* _REQUIREMENT_:
Rewrite the records between the lines holding "The response SHOULD carry one point per instance of the white" and "[1011, 280]", inclusive, and keep their requests. Scale every coordinate in the answers by 1.95 and round to whole numbers, with halves rounding up, but leave the numbers in the requests and their format samples unchanged.

══════════

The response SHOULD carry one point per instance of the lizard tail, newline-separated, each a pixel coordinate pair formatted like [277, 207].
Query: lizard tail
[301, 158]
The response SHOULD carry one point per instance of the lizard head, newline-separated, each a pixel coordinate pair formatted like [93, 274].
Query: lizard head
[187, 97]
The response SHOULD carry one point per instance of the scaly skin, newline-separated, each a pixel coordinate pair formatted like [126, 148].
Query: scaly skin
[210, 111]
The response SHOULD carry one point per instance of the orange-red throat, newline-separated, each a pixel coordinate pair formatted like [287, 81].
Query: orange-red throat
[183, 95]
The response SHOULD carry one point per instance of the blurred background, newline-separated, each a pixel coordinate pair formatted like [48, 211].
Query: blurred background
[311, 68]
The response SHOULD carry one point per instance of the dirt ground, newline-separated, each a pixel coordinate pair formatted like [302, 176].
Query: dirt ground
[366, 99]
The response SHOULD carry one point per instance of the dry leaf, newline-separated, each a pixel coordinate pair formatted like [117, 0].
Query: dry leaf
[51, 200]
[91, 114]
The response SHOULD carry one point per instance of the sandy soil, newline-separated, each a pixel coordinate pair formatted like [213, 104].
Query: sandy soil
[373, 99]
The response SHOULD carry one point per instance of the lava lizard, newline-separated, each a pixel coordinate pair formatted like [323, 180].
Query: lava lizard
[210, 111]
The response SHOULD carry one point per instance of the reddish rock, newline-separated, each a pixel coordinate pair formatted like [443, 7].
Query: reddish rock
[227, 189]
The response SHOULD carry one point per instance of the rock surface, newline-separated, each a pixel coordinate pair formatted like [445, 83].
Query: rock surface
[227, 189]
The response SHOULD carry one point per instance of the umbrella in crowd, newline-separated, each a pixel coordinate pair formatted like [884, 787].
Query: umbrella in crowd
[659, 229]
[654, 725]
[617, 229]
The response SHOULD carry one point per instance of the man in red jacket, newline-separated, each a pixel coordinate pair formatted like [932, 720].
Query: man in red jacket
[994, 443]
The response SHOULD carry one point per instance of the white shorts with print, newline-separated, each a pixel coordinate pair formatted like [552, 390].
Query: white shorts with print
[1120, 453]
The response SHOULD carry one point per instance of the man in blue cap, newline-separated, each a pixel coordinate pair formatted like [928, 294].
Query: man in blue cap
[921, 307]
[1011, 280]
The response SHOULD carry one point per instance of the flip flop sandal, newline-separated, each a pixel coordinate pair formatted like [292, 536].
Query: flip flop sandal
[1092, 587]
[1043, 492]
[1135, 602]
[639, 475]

══════════

* _THE SOLUTION_:
The response SHOULD carry one point per instance of the white shorts with print, newline-separated, each a pixel coordinate pair formatted like [552, 390].
Query: white shorts with print
[2184, 883]
The response SHOULD carry one point per instance of the man in blue cap, newline-separated, each a pixel coordinate pair formatted like [928, 294].
Query: man in blue cap
[1796, 599]
[1971, 546]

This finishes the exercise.